Putra
Putra

Reputation: 67

Fluid Simulation using Smooth Particle Hydrodynamics

Actually, I'm developing an SPH simulator using C++ and openGL. There are several problem I've encountered right now,

I make initiation fluid particles on one side of the box (I make box as boundary volume), shape them like box, and give them initial velocity equal zero. Then I start the main loop, viola, the fluids start moving, and there's a weird phenomena here. The fluids start spreading over all direction.

Please look at the picture :

enter image description here http://i278.photobucket.com/albums/kk86/anggytrisnawan/Screenshot-UntitledWindow-2.png

That picture taken after several seconds from the beginning of simulation. It's seems weird for me. Here is the parameter I used for the simulation:

#define H                   0.040   // Smoothing Length
#define Rho0            1000    // (kg/m^3) water particle rest density
#define Mass                    0.012       // (kg)
#define DT                  0.001       // time step
#define TotalParticles      5000        // total number of particle

Note : currently I don't calculate surface tension force yet.

SOLVED : My fault here..they overlapping each other at the beginning..so pressure force make them spread..

Upvotes: 0

Views: 2314

Answers (2)

datenwolf
datenwolf

Reputation: 162164

What are the boundary conditions' values, i.e. at which numerical coordinates are the box limits? I assume, that your simulation runs off into a certain direction due to systematic rounding errors.

ACTION ITEM |
Summarize the fluid simulation post in two sentences.

EXCERPTED DATA |
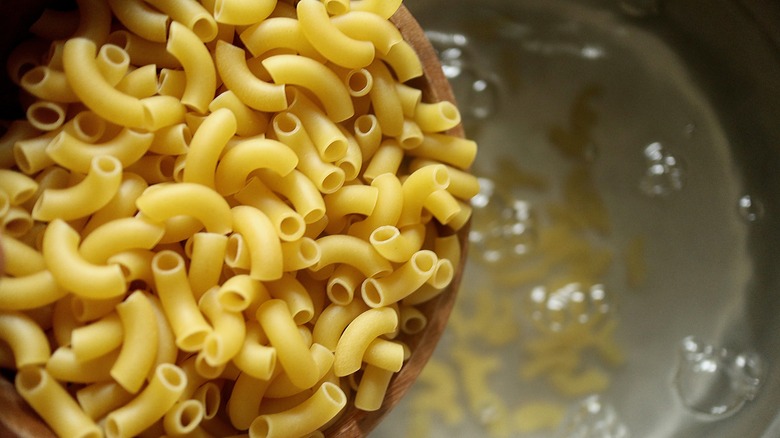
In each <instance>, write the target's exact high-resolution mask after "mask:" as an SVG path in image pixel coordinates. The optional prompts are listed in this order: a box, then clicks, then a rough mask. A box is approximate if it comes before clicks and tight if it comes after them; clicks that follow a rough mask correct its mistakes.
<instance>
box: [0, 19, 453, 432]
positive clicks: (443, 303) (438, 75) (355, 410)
mask: <svg viewBox="0 0 780 438" xmlns="http://www.w3.org/2000/svg"><path fill="white" fill-rule="evenodd" d="M38 6H39V7H40V5H38ZM0 12H2V11H0ZM25 16H30V14H25ZM31 16H35V15H31ZM391 21H392V22H393V23H394V24H395V25H396V27H398V29H399V30H400V31H401V33H402V35H403V36H404V38H405V39H406V40H407V41H408V42H409V43H410V44H411V45H412V47H414V49H415V50H416V52H417V54H418V55H419V57H420V60H421V61H422V65H423V72H424V77H422V78H418V79H416V80H413V81H411V82H410V83H411V85H413V86H415V87H417V88H419V89H421V90H422V92H423V100H424V101H427V102H434V101H442V100H447V101H450V102H453V103H455V98H454V95H453V93H452V89H451V88H450V85H449V82H448V81H447V79H446V77H445V76H444V74H443V72H442V69H441V65H440V64H439V60H438V57H437V54H436V52H435V51H434V49H433V47H432V46H431V43H430V42H429V41H428V39H427V38H426V36H425V33H424V32H423V30H422V28H421V27H420V25H419V24H418V23H417V21H416V20H415V19H414V17H413V16H412V14H411V13H410V12H409V11H408V9H406V7H405V6H401V8H400V9H399V10H398V12H397V13H396V14H395V15H394V16H393V17H391ZM21 29H24V28H21ZM14 35H18V34H14V33H11V32H8V31H6V32H3V34H2V35H0V36H5V37H6V41H8V40H9V39H10V38H11V36H14ZM448 133H449V134H452V135H457V136H461V137H462V136H464V132H463V128H462V126H461V125H458V126H457V127H456V128H453V129H452V130H450V131H449V132H448ZM458 237H459V240H460V243H461V248H462V257H461V261H460V265H459V266H457V267H456V273H455V277H454V278H453V280H452V283H451V285H450V286H449V287H448V288H447V289H446V290H444V291H443V292H442V293H441V294H439V295H438V296H437V297H436V298H434V299H432V300H430V301H429V302H427V303H425V304H423V305H422V306H421V310H422V311H423V313H424V314H425V315H426V316H427V318H428V325H427V327H426V329H425V330H424V331H423V332H422V333H419V334H417V335H414V336H411V337H407V338H406V339H405V341H406V342H407V344H408V345H409V347H410V349H411V351H412V354H411V357H410V358H409V360H408V361H407V363H406V364H404V367H403V368H402V369H401V371H400V372H398V373H396V375H395V376H394V377H393V380H392V381H391V383H390V387H389V388H388V391H387V394H386V397H385V400H384V403H383V405H382V407H381V409H379V410H377V411H373V412H366V411H361V410H358V409H356V408H354V406H353V405H351V403H349V404H348V405H347V408H346V411H345V412H344V413H343V414H342V415H341V416H340V418H339V419H338V421H337V422H335V423H334V424H333V425H331V426H330V427H329V428H328V429H327V430H326V435H327V436H338V437H362V436H366V435H367V434H368V433H369V432H370V431H371V430H373V429H374V428H375V427H376V426H377V425H378V424H379V422H380V421H381V420H382V419H383V418H384V417H385V415H387V413H388V412H389V411H390V410H391V409H392V408H393V407H394V406H396V405H397V404H398V402H399V401H400V400H401V398H402V397H403V396H404V394H406V392H407V391H408V390H409V388H410V387H411V386H412V384H413V383H414V381H415V380H416V379H417V376H418V375H419V374H420V372H421V371H422V369H423V367H424V366H425V364H426V363H427V361H428V359H430V357H431V355H432V354H433V351H434V349H435V347H436V344H437V343H438V341H439V339H440V337H441V335H442V333H443V331H444V329H445V327H446V324H447V320H448V318H449V316H450V313H451V311H452V308H453V305H454V304H455V298H456V294H457V290H458V287H459V285H460V281H461V275H462V273H463V268H464V264H465V260H466V252H467V241H468V226H467V227H464V228H463V229H461V230H460V232H459V234H458ZM12 378H13V376H12V375H3V376H1V377H0V436H2V437H25V438H27V437H29V438H48V437H54V436H55V435H54V434H53V432H52V431H51V430H50V429H49V428H48V427H47V426H46V425H45V424H44V423H43V422H42V421H41V420H40V418H39V417H38V416H37V414H35V412H33V411H32V410H31V409H30V408H29V406H27V404H26V403H25V401H24V400H23V399H22V398H21V397H20V396H19V395H18V394H17V393H16V390H15V388H14V385H13V383H12V382H11V381H9V379H12Z"/></svg>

RESULT |
Someone building an SPH simulator in C++ and openGL set fluid particles in a box shape on one side of a boundary box with zero initial velocity, but once the main loop started, the fluid spread in all directions. The poster later found the cause: the particles overlapped at the start, so the pressure force pushed them apart.